● Quoted passage:
>>

RAC is a shared disk architecture, just like DB2 on IBM mainframes. It is a great architecture, one that I agree with as is manifested by my working for shared data clustering companies all these years. Again, since this is an Oracle blog I think arguments about shared disk versus shared nothing are irrelevant.

Dissociative Identity Disorder
The reason I’m blogging this topic is because in my opinion the typical RAC deployment exhibits the characteristics of a person suffering from Dissociative Identity Disorder. Mind you, I’m discussing the architecture of the deployment, not the people that did the deployment. That is, we spend tremendous amounts of money for shared disk database architecture and then throw it into a completely shared nothing cluster. How much sense does that make? What areas of operations does that paradigm affect? Why does Oracle promote shared disk database deployments on shared-nothing clusters? What is the cause of this Dissociative Identity Disorder? The answer: the lack of a general purpose shared disk filesystem that is suited to Oracle database I/O that works on all Unix derivations and Linux. But wait, what about NFS?

Shared “Everything Else”
I can’t figure out any other way to label the principle I’m discussing so I’ll just call it “Shared Everything Else”. However, the term Shared Everything Else (SEE for short) insinuates that there is less importance in that particular content—an insinuation that could not be further from the truth. What do I mean? Well, consider the Oracle database software itself. How do you suppose an Oracle RAC (shared disk architecture) database can exist without having the product installed somewhere.

The product install directory for the database is called Oracle Home. Oracle has supported the concept of a shared Oracle Home since the initial release of RAC—even with Oracle9i. Yes, Metalink note 240963.1 describes the requirement for Oracle9i to have context dependent symbolic links (CDSL), but that was Oracle9i. Oracle10g requires no context dependent symbolic links. Oracle Universal Installer will install a functional shared Oracle Home without a any such requirements.

<<

● Recorded information:
>>

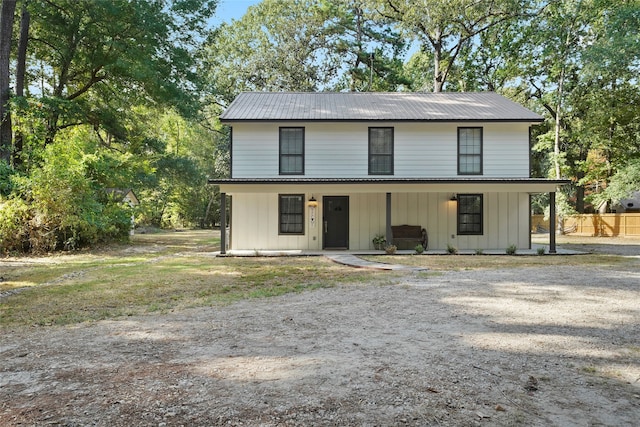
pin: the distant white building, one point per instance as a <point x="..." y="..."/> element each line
<point x="631" y="204"/>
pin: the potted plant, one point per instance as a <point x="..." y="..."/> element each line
<point x="391" y="249"/>
<point x="379" y="241"/>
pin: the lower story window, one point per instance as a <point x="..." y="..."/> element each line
<point x="469" y="214"/>
<point x="291" y="213"/>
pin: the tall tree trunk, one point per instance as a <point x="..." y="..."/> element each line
<point x="7" y="11"/>
<point x="438" y="82"/>
<point x="556" y="142"/>
<point x="21" y="68"/>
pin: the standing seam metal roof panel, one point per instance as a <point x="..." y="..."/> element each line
<point x="380" y="106"/>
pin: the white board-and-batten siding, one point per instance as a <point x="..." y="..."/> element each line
<point x="505" y="221"/>
<point x="340" y="150"/>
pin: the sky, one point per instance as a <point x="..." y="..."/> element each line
<point x="232" y="9"/>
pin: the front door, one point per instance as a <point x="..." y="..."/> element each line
<point x="335" y="222"/>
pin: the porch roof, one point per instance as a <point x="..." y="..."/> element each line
<point x="387" y="185"/>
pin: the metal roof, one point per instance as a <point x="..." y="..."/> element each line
<point x="257" y="181"/>
<point x="376" y="106"/>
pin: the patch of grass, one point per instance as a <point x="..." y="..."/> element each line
<point x="74" y="288"/>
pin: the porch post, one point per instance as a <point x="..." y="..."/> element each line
<point x="552" y="222"/>
<point x="223" y="223"/>
<point x="388" y="234"/>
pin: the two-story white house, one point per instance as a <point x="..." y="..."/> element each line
<point x="326" y="171"/>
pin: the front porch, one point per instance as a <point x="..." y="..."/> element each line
<point x="373" y="206"/>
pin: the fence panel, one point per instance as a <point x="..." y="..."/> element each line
<point x="623" y="225"/>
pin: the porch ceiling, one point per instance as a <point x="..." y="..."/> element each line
<point x="389" y="185"/>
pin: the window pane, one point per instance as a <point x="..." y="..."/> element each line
<point x="380" y="151"/>
<point x="470" y="151"/>
<point x="292" y="214"/>
<point x="470" y="214"/>
<point x="291" y="150"/>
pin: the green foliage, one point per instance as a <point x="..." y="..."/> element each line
<point x="57" y="207"/>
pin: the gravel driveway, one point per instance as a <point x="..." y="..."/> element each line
<point x="535" y="346"/>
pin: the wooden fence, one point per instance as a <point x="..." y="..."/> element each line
<point x="623" y="225"/>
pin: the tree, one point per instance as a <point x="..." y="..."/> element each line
<point x="277" y="45"/>
<point x="444" y="28"/>
<point x="7" y="11"/>
<point x="368" y="51"/>
<point x="102" y="55"/>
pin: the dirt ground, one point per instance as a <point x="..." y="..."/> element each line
<point x="534" y="346"/>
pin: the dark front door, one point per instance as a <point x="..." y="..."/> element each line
<point x="335" y="216"/>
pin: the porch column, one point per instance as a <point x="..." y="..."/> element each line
<point x="223" y="223"/>
<point x="552" y="222"/>
<point x="388" y="234"/>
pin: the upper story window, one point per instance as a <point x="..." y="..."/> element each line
<point x="470" y="214"/>
<point x="291" y="151"/>
<point x="380" y="151"/>
<point x="469" y="151"/>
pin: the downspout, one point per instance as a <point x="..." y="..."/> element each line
<point x="388" y="233"/>
<point x="552" y="222"/>
<point x="223" y="223"/>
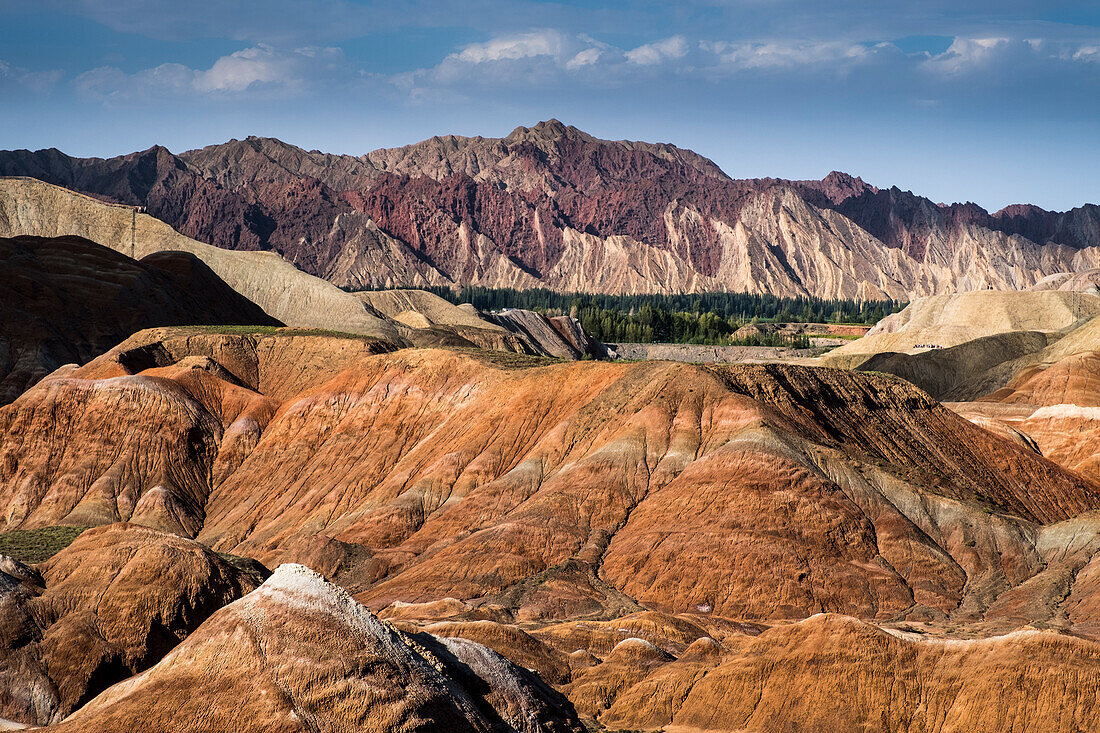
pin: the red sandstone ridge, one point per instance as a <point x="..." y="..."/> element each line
<point x="543" y="491"/>
<point x="110" y="605"/>
<point x="298" y="654"/>
<point x="551" y="206"/>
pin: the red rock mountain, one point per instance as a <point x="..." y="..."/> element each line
<point x="551" y="206"/>
<point x="722" y="548"/>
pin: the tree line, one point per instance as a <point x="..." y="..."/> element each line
<point x="695" y="318"/>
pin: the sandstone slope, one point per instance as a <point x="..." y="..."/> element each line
<point x="298" y="654"/>
<point x="551" y="206"/>
<point x="68" y="299"/>
<point x="111" y="604"/>
<point x="543" y="491"/>
<point x="30" y="207"/>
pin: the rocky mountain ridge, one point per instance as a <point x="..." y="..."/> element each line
<point x="551" y="206"/>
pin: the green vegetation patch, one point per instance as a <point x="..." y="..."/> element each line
<point x="710" y="318"/>
<point x="509" y="359"/>
<point x="37" y="545"/>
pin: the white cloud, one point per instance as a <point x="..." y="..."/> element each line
<point x="37" y="81"/>
<point x="659" y="51"/>
<point x="965" y="54"/>
<point x="512" y="47"/>
<point x="260" y="69"/>
<point x="586" y="57"/>
<point x="779" y="55"/>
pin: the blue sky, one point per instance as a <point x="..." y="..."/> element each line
<point x="996" y="102"/>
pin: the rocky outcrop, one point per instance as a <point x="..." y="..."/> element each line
<point x="950" y="320"/>
<point x="68" y="299"/>
<point x="34" y="208"/>
<point x="542" y="491"/>
<point x="298" y="654"/>
<point x="111" y="604"/>
<point x="550" y="206"/>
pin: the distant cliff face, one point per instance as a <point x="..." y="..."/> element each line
<point x="550" y="206"/>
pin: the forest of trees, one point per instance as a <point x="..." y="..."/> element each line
<point x="702" y="318"/>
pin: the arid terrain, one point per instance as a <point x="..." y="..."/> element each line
<point x="237" y="496"/>
<point x="550" y="206"/>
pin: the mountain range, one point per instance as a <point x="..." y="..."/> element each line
<point x="551" y="206"/>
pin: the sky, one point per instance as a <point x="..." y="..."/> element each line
<point x="960" y="100"/>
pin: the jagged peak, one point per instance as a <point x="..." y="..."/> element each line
<point x="547" y="131"/>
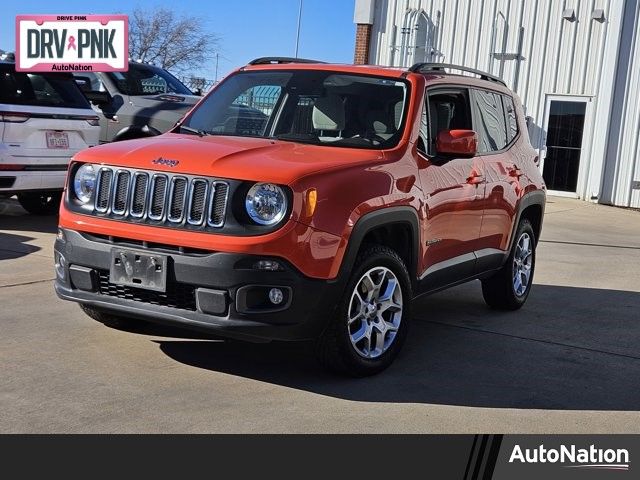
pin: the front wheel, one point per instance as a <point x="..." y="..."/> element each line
<point x="509" y="287"/>
<point x="40" y="203"/>
<point x="371" y="322"/>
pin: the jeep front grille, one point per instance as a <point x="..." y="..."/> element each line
<point x="153" y="197"/>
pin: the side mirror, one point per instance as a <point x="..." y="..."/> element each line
<point x="462" y="143"/>
<point x="98" y="98"/>
<point x="83" y="82"/>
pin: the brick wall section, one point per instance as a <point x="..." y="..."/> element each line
<point x="363" y="40"/>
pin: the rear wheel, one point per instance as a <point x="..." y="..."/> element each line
<point x="370" y="324"/>
<point x="509" y="288"/>
<point x="40" y="203"/>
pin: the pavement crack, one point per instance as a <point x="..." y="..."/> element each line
<point x="548" y="342"/>
<point x="581" y="244"/>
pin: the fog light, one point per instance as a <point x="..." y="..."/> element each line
<point x="60" y="264"/>
<point x="276" y="296"/>
<point x="270" y="265"/>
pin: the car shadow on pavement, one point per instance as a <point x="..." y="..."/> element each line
<point x="14" y="218"/>
<point x="568" y="348"/>
<point x="15" y="246"/>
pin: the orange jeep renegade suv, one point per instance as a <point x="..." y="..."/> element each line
<point x="307" y="201"/>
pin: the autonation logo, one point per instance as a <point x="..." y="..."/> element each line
<point x="573" y="457"/>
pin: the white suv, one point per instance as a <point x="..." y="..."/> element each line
<point x="44" y="120"/>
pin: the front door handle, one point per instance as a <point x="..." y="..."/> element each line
<point x="475" y="179"/>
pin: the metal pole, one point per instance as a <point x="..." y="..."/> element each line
<point x="298" y="30"/>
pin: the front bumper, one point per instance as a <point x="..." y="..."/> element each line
<point x="214" y="292"/>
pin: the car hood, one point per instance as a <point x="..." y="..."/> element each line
<point x="241" y="158"/>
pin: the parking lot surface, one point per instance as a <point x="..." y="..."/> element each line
<point x="568" y="362"/>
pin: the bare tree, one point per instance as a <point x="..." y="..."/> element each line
<point x="177" y="43"/>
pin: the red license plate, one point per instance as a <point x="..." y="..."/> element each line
<point x="57" y="140"/>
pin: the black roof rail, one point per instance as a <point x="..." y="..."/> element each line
<point x="278" y="60"/>
<point x="437" y="67"/>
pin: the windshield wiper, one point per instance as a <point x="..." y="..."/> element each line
<point x="298" y="137"/>
<point x="200" y="133"/>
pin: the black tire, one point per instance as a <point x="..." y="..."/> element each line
<point x="104" y="317"/>
<point x="40" y="203"/>
<point x="334" y="348"/>
<point x="499" y="291"/>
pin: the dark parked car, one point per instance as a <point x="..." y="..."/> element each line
<point x="143" y="102"/>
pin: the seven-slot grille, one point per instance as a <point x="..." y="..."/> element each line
<point x="161" y="197"/>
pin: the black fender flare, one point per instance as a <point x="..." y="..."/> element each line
<point x="372" y="220"/>
<point x="535" y="197"/>
<point x="135" y="131"/>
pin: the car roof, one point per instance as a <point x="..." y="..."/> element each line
<point x="433" y="76"/>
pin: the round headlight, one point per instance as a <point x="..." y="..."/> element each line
<point x="84" y="182"/>
<point x="266" y="203"/>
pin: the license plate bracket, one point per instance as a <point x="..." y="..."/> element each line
<point x="57" y="140"/>
<point x="138" y="269"/>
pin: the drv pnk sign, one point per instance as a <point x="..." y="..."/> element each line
<point x="72" y="43"/>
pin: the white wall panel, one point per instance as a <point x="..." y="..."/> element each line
<point x="560" y="57"/>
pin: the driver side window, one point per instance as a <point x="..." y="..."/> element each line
<point x="446" y="109"/>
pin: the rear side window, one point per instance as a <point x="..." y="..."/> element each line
<point x="40" y="89"/>
<point x="491" y="122"/>
<point x="512" y="123"/>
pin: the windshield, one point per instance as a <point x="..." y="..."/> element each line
<point x="147" y="80"/>
<point x="319" y="107"/>
<point x="40" y="89"/>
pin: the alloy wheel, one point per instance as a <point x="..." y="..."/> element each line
<point x="522" y="264"/>
<point x="375" y="312"/>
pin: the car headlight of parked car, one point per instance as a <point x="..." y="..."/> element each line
<point x="266" y="203"/>
<point x="84" y="183"/>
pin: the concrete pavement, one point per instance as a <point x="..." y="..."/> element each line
<point x="568" y="362"/>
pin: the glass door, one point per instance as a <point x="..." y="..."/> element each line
<point x="565" y="125"/>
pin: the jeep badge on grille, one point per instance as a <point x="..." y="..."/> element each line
<point x="165" y="161"/>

<<

● Written instruction A:
In the RAC blog excerpt, list every question that ends with a question mark in the paragraph under the heading "Dissociative Identity Disorder".
● Written instruction B:
Answer these questions from the RAC blog excerpt:
(i) Which database on IBM mainframes is given as another shared disk architecture?
(ii) What short form does the author use for "Shared Everything Else"?
(iii) Which Metalink note describes the Oracle9i requirement for context dependent symbolic links?
● Written instruction C:
Extend the RAC blog excerpt, starting after its final sentence.

● Written reply A:
- How much sense does that make?
- What areas of operations does that paradigm affect?
- Why does Oracle promote shared disk database deployments on shared-nothing clusters?
- What is the cause of this Dissociative Identity Disorder?
- But wait, what about NFS?

● Written reply B:
(i) DB2
(ii) SEE
(iii) 240963.1

● Written reply C:
What if you don’t share a software install? It is very easy to have botched or mismatched product installs—which doesn’t sit well with a shared disk database. In a recent post on the oracle-l list, sent the following call for help:

We are trying to install a 2-node RAC with ASM (Oracle 10.2.0.2.0 on Solaris 10) and getting the error below when using dbca to create the database.The error occurs when dbca is done creating the DB (100%).Any suggestions?

We have tried starting atlprd2 instance manually and get the error below regarding an issue with spfile which is on ASM.

ORA-01565: error in identifying file ‘+SYS_DG/atlprd/spfileatlprd.ora’
ORA-17503: ksfdopn:2 Failed to open file +SYS_DG/atlprd/spfileatlprd.ora
ORA-03113: end-of-file on communication channel

OK, for those who are not Oracle-minded, this sort of deployment is what I call the Dissociative Identity Disorder since the database will be deployed on a bunch of LUNs provisioned, masked and accessed as RAW disk from the OS side—ASM is a collection of RAW disks. This is clearly not a SEE deployment.The original poster followed up with a status of the investigatory work he had to do to try and get around this problem:

[…] we have checked permissions and they are the same.We also checked and the same disk groups are mounted in both ASM instances

also.We have also tried shutting everything down (including reboot of both servers) and starting everything from scratch (nodeapps, asm, listeners, instances), but the second node won’t start.Keep getting the same error […]

What a joy. Deploying a shared disk database in a shared nothing cluster! There he was on each server checking file permissions (I just counted, there are 20,514 files in one of my Oracle10g Oracle Homes), investigating the RAW disk aspects of ASM, rebooting servers and so on. Good thing this is only a 2 node cluster. What if it was an 8 node cluster? What if he had 10 different clusters?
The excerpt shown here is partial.